Aim
Please state how many lines in the records below contain the string "dark", and reply with that number alone.

Material for this task
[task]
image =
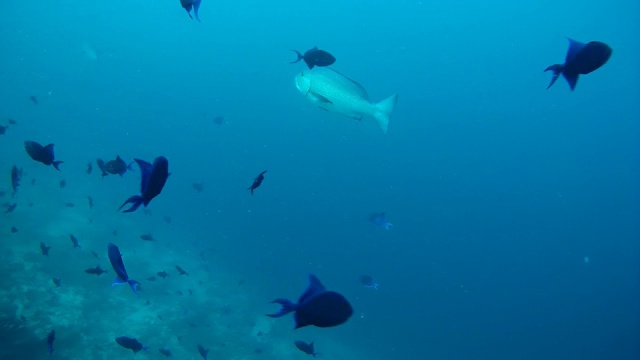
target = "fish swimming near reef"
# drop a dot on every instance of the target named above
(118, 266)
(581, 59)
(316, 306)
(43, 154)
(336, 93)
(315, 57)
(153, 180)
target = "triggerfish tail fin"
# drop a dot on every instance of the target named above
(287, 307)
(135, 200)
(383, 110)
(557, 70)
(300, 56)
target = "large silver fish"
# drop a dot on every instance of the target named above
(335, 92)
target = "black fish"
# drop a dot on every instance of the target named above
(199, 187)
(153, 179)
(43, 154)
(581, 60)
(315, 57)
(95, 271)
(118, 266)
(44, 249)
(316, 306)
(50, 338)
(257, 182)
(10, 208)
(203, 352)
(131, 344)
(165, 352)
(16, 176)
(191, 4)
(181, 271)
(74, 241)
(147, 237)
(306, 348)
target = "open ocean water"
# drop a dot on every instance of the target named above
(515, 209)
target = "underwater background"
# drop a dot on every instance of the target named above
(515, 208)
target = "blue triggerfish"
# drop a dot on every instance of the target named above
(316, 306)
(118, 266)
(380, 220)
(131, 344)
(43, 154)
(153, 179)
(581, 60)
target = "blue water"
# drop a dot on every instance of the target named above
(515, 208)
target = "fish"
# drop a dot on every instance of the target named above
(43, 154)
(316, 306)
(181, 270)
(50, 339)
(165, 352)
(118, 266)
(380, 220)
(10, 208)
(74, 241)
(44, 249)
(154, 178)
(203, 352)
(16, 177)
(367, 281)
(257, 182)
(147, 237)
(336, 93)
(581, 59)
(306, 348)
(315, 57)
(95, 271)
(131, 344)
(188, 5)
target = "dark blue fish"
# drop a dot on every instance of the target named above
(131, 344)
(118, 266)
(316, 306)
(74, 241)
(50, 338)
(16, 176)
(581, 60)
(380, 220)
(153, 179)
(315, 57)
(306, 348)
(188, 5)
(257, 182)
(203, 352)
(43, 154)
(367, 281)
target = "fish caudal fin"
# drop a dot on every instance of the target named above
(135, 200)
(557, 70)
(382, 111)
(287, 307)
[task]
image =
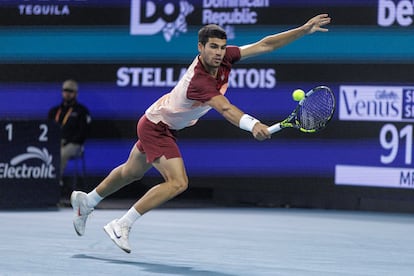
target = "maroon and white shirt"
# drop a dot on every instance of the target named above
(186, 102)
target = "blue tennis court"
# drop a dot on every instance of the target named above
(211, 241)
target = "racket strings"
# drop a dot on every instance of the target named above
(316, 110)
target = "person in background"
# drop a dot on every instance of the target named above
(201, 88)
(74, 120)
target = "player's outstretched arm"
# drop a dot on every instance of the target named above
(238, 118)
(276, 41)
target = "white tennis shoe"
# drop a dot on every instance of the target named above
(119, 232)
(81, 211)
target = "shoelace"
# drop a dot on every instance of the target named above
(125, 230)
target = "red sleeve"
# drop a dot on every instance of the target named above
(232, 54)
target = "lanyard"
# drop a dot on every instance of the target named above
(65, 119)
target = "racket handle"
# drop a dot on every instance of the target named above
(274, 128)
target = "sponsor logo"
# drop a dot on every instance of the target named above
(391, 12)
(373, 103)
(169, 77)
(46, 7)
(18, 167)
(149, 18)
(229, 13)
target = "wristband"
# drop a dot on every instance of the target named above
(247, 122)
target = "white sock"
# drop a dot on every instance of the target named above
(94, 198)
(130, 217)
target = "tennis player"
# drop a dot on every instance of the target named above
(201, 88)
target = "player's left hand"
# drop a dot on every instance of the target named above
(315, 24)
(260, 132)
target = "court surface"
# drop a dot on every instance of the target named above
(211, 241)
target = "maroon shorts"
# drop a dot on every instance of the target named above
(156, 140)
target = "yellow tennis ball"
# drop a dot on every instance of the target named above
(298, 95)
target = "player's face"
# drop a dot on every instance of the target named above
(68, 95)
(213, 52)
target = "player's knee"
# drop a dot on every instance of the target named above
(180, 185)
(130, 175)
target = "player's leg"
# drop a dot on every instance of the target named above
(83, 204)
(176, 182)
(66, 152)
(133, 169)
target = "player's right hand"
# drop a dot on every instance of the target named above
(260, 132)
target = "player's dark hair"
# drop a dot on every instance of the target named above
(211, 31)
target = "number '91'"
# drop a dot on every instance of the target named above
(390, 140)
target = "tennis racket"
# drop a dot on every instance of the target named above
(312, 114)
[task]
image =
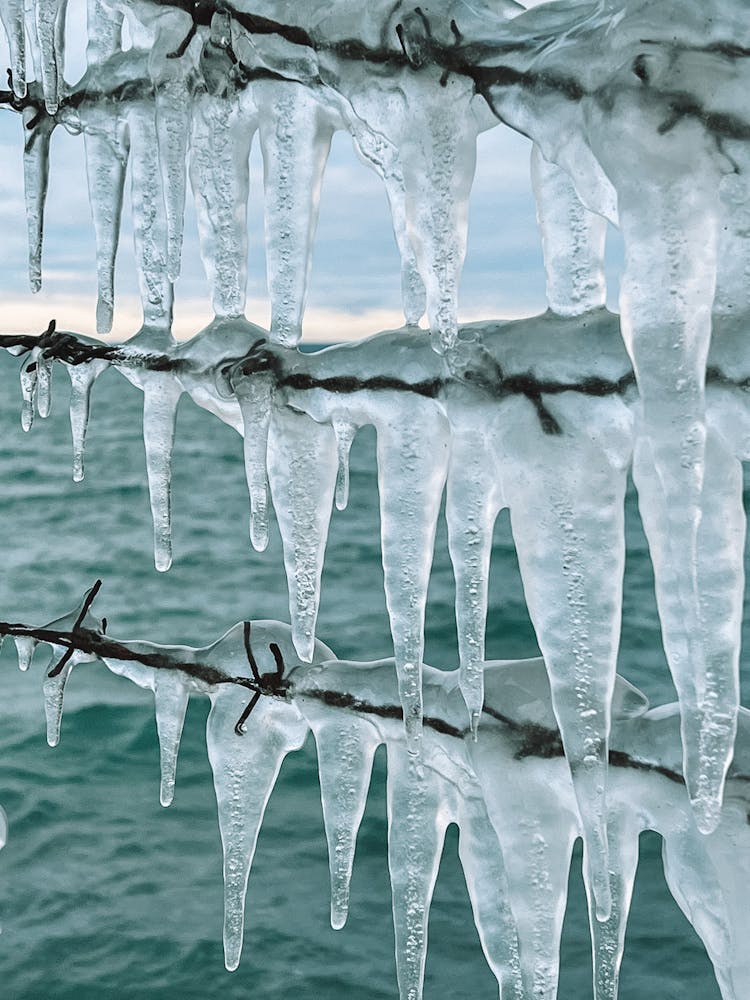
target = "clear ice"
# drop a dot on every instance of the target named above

Answer to the exercise
2